**WHAT YOU ARE ASKED TO DO**
Please switch "parked car" to "stationary car" everywhere in the entries below, and write them out again with nothing else changed.

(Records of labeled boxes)
==================================================
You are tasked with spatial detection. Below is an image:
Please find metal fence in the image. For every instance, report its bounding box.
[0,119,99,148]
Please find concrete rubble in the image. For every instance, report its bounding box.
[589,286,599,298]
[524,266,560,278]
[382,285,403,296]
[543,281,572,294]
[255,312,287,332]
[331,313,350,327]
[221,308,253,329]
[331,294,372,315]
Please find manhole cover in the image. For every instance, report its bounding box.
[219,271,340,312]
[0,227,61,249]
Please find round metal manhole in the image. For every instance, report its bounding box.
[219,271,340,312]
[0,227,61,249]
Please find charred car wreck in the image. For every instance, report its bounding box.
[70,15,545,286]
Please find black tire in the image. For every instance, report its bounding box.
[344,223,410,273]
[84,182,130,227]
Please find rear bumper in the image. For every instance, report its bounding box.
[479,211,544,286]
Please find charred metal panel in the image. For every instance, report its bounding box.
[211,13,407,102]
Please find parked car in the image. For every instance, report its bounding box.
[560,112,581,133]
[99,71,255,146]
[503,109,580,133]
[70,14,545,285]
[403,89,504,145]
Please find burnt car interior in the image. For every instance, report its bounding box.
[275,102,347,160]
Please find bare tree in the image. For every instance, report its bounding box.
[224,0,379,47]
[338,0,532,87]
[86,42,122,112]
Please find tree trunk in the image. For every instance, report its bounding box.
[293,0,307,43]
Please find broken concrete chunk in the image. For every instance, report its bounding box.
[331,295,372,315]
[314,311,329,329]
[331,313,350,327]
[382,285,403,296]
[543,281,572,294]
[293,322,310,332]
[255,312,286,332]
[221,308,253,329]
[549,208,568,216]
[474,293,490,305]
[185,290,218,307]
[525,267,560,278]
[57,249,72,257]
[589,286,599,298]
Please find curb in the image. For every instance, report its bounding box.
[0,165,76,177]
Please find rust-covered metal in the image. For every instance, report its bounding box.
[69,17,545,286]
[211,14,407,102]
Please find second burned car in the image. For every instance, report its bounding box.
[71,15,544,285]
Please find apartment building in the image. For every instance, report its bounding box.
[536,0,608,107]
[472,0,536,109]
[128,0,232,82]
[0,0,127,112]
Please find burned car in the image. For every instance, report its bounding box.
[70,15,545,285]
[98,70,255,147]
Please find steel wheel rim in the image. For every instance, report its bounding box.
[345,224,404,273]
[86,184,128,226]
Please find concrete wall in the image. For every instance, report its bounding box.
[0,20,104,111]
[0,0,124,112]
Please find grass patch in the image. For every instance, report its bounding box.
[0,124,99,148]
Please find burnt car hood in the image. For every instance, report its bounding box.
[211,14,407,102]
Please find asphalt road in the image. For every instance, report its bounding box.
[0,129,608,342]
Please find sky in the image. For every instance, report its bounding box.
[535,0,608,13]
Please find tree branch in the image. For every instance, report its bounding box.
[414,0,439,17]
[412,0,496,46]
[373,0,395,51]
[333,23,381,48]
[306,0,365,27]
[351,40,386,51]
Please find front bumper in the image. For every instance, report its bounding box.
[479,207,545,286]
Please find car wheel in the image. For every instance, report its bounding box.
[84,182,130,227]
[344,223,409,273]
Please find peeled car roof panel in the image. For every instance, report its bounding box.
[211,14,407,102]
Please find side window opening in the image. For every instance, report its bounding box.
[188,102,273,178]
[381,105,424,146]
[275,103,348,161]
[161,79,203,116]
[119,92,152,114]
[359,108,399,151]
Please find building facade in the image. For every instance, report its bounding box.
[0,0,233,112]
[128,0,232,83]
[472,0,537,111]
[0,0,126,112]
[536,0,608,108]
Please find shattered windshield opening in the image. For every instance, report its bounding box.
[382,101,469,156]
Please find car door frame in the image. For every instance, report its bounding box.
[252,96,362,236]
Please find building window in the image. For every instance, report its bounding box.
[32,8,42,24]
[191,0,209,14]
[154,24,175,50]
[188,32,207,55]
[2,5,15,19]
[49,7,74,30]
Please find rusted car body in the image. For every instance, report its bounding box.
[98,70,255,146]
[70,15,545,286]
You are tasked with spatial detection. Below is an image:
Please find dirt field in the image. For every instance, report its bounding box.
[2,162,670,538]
==================================================
**WRITTEN SOLUTION**
You are tasked with spatial detection. Below is an image:
Please find metal fence in the image. For every instance, report its bounding box.
[0,119,99,148]
Please find concrete rubble in the image. For every instance, report its bounding box.
[589,286,599,298]
[524,266,560,278]
[382,285,403,296]
[543,281,572,294]
[255,312,287,332]
[331,313,350,327]
[221,308,253,329]
[331,294,372,315]
Please find manhole cover in the image. For every instance, report its bounding box.
[219,271,340,312]
[0,227,61,249]
Please find round metal manhole in the image. For every instance, report its bounding box.
[219,271,340,312]
[0,227,61,249]
Please find charred car wreck in the image. For every instance, report its bounding box.
[70,15,545,286]
Please find black tire in the image. For every instance, report its bounding box.
[344,223,410,273]
[84,182,130,227]
Please find rear bumper in the image. For every instance, report its bounding box.
[479,211,544,286]
Please find charred metal panel in the image. For every instance, report its bounding box.
[211,13,407,102]
Please find stationary car in the image. For every instance, report its bounding box.
[560,112,581,133]
[99,71,255,146]
[503,109,580,133]
[70,14,545,285]
[403,89,504,145]
Please find burnt car interior in the image. For every instance, report its bounding box.
[275,102,347,160]
Please find bare tree in the image. For every instance, report its bounding box.
[224,0,379,47]
[338,0,532,87]
[86,42,122,112]
Please find tree trunk in the image. For every instance, report its bounding box.
[293,0,307,43]
Please find broken concrete chunk in the image. For every instance, report its bounding box.
[331,295,372,315]
[314,311,329,329]
[331,313,350,327]
[382,285,403,296]
[543,281,572,294]
[293,322,310,332]
[255,312,286,332]
[221,308,253,329]
[549,208,568,216]
[474,293,490,305]
[185,290,218,307]
[525,267,560,278]
[57,249,72,257]
[589,286,599,298]
Please find curb in the image. For every instance, report its bounding box.
[0,165,76,177]
Please find rust-covered metal in the image. For every instance, report its bounding box.
[69,17,545,286]
[211,14,407,102]
Please find second burned car in the image. For every instance, report its bounding box.
[71,15,544,285]
Please find apartment building in the image. For every instance, report its bounding box.
[536,0,608,107]
[472,0,536,109]
[128,0,232,82]
[0,0,127,112]
Please find burned car in the image. For every instance, report its bounding box.
[70,15,545,285]
[98,70,255,147]
Please find steel wheel rim in the image. For every instance, report its bounding box.
[345,224,404,273]
[86,184,128,226]
Please find concrete wall in the image. For every instance, report its bounding box.
[0,20,104,111]
[0,0,124,112]
Please find grass patch in the image. For every instance, report its bounding box.
[0,124,99,148]
Please find burnt car hood in the image. For every instance, report its bounding box.
[211,14,407,102]
Please find asphalt road in the image. For every instance, report its bounding box.
[0,129,608,342]
Please find sky in the image. For every instance, report its bounding box.
[535,0,608,13]
Please find tree branch in the image. For every instance, report its bounding box.
[414,0,439,17]
[412,0,496,46]
[373,0,395,51]
[333,23,381,48]
[306,0,365,27]
[351,40,386,51]
Please find front bumper in the image. For every instance, report its bounding box.
[479,207,545,286]
Please find car wheel in the image. For every instance, report its bounding box.
[84,182,130,227]
[344,223,409,273]
Please find peeled car roof panel in the image. For every instance, report its bounding box.
[211,14,407,102]
Please find side window opening in the image. For every instance, report its bounding box.
[188,102,273,178]
[381,105,424,146]
[275,103,348,161]
[161,79,203,116]
[119,92,152,114]
[359,108,399,151]
Please find building facade in the image. For every instance, report its bounding box.
[0,0,233,112]
[128,0,232,83]
[472,0,537,111]
[0,0,126,112]
[536,0,608,108]
Please find shattered windshield opening in the image. For every instance, report its bounding box.
[382,101,469,156]
Please find car door frame in the image. For every instance, report its bounding box.
[252,96,362,236]
Please find building window in the image. For every instance, report its bounding box.
[32,8,42,24]
[191,0,209,14]
[154,24,175,50]
[188,32,207,55]
[2,5,15,19]
[49,7,74,30]
Please find rusted car body in the image. For every instance, report its bounding box.
[98,70,255,146]
[70,15,545,286]
You are tasked with spatial detection. Below is an image:
Please find dirt field in the image. For every instance, report its bounding box.
[2,162,670,538]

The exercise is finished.